Each line from the one that contains "Signal-phase audit: put a marker on every instance of the jacket" to the end of the material must be set down exactly, and no line before it.

***** LISTING

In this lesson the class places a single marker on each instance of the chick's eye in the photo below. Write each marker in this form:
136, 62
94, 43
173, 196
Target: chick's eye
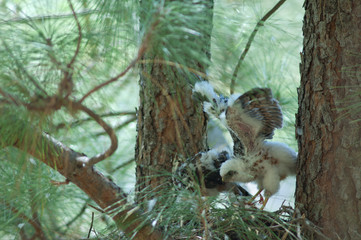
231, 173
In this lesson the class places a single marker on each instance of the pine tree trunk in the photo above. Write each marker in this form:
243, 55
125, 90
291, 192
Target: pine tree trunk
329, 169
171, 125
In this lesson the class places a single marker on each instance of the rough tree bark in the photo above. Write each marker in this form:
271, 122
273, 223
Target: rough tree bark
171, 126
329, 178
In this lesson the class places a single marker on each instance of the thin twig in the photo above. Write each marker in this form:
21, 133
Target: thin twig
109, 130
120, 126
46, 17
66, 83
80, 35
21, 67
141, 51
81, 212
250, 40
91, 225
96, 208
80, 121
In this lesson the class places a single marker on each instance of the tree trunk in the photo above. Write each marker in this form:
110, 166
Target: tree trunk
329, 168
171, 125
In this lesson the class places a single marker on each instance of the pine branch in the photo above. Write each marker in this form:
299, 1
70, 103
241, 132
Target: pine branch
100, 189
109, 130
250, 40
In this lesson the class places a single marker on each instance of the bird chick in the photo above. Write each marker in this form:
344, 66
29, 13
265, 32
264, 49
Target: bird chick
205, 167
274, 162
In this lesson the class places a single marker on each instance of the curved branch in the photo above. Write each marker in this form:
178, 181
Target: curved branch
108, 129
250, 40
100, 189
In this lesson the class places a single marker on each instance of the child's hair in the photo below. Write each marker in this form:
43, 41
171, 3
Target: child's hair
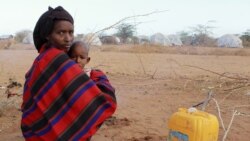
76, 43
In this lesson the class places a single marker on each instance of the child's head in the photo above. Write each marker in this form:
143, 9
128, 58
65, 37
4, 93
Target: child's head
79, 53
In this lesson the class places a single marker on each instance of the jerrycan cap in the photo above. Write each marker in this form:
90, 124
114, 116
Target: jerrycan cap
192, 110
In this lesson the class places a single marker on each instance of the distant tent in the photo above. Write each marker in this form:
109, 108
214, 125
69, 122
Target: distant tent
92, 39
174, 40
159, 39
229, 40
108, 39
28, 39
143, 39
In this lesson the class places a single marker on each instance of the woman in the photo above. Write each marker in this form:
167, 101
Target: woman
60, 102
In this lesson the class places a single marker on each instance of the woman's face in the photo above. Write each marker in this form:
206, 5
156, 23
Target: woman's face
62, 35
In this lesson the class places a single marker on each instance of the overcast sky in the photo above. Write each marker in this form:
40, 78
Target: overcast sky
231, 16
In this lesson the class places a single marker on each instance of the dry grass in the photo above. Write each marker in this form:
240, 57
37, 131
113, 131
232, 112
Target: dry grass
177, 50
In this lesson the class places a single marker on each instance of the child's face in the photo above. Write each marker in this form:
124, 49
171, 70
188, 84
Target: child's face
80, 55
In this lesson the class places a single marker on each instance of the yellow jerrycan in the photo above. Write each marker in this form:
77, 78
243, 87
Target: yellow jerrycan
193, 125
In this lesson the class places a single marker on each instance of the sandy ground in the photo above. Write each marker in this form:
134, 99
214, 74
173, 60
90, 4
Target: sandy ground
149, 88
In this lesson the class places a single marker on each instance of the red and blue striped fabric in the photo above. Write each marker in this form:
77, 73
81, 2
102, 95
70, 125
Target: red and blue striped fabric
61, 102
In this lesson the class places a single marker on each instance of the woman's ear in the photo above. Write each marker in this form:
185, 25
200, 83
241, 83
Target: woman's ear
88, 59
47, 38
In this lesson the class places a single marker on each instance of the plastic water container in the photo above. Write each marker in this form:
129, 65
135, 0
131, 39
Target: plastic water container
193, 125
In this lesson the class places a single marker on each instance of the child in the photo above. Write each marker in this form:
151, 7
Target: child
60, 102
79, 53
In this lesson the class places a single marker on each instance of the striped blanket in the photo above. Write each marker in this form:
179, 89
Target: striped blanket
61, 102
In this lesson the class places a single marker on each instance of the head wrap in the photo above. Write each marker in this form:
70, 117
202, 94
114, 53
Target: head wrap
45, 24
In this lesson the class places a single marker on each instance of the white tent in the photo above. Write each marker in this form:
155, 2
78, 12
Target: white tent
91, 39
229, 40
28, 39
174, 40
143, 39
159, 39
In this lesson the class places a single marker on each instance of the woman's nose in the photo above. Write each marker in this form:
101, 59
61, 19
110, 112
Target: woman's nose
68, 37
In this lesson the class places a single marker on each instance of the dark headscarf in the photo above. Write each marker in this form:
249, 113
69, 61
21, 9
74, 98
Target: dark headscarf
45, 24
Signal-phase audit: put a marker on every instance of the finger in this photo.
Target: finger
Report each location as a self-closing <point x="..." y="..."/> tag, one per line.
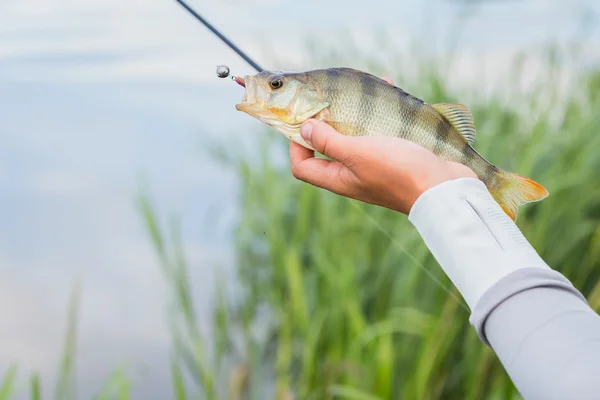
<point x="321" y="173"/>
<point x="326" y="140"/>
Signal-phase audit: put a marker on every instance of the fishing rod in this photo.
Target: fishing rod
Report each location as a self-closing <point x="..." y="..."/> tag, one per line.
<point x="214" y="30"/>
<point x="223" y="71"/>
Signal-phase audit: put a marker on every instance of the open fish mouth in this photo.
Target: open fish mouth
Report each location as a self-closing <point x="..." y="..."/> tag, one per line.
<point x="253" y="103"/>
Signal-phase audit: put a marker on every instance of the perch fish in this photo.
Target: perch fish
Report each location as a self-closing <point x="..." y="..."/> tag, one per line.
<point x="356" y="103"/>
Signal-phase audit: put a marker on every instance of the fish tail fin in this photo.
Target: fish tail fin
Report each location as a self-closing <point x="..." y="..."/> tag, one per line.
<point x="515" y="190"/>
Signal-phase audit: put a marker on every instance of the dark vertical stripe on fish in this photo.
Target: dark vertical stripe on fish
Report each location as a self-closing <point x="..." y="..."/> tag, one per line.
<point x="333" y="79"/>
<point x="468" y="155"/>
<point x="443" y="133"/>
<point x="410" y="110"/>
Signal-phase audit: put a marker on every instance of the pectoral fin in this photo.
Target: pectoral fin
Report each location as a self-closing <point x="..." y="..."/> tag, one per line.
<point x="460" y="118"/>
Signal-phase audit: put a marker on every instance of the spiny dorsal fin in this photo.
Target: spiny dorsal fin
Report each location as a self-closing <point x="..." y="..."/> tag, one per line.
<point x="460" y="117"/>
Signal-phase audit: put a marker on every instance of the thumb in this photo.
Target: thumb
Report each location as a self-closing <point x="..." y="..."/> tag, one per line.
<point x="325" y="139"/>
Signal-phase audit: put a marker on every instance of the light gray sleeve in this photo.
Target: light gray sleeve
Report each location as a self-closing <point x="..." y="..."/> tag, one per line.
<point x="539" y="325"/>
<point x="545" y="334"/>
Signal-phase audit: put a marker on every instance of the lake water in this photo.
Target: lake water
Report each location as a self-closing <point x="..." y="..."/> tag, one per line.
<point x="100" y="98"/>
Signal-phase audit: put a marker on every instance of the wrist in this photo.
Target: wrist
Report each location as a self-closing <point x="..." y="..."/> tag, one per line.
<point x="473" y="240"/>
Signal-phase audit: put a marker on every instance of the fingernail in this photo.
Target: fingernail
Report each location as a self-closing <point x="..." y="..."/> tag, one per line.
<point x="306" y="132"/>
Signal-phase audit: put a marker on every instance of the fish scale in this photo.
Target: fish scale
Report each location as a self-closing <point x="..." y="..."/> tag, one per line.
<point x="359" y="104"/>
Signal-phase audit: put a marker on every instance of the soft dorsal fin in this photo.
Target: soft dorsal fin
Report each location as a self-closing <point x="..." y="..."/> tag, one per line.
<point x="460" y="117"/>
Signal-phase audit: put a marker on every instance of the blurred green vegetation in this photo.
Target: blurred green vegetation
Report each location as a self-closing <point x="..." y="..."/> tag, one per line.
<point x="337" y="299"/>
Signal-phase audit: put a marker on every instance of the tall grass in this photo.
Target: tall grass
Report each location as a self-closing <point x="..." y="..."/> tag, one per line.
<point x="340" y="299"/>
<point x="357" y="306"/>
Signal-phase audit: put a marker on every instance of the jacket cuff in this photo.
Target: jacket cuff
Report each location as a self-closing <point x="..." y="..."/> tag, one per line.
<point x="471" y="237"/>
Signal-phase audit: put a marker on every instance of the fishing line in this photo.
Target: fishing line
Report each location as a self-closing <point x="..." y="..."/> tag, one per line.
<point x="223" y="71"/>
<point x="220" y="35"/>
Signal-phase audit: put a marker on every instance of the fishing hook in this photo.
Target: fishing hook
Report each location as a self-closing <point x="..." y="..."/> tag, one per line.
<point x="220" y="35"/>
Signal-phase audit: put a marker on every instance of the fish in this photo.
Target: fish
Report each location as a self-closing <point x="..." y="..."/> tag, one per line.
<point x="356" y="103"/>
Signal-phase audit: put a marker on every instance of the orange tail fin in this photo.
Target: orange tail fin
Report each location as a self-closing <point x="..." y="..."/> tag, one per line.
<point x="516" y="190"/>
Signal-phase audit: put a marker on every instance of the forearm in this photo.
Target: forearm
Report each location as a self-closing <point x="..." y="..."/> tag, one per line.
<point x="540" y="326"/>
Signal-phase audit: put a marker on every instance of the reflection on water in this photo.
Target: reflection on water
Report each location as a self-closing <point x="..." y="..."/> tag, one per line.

**********

■ **EXERCISE RESPONSE**
Signal-phase audit: put a marker on every instance of the jacket cuff in this photo.
Target: jacket cuff
Report each location as a self-closing <point x="..." y="..."/> tag, one per line.
<point x="471" y="237"/>
Signal-phase audit: put a marker on every instance of the fishing line in this photo.
Target: fishing line
Report each location as a self-closing <point x="..." y="..."/> tag, one per line.
<point x="223" y="71"/>
<point x="220" y="35"/>
Signal-phase audit: put a marker on every instance of the fishing hook in this photo.
Target: fishing hook
Report each location as a self-closing <point x="..." y="..."/> tag, one per line.
<point x="220" y="35"/>
Signal-phase audit: put a marker on every instance of the fish in this photo.
Target: fish
Report each location as a self-closing <point x="..." y="..."/> tag, one per line.
<point x="356" y="103"/>
Signal-phase audit: put a marker on every instance of the orange tail fin in this photo.
Target: orange tail fin
Report each location as a self-closing <point x="..." y="..."/> tag, one per line.
<point x="516" y="190"/>
Signal-phase audit: put a marker on every instance of the forearm in this photo.
Target: forearm
Report each location as a self-closing <point x="..." y="..."/> tag, one per line.
<point x="540" y="326"/>
Signal-phase audit: put a marker on every instance of the reflection on water in this photo.
Target: reflection on water
Report each location as a self-closing <point x="..." y="..."/> tag, one per line.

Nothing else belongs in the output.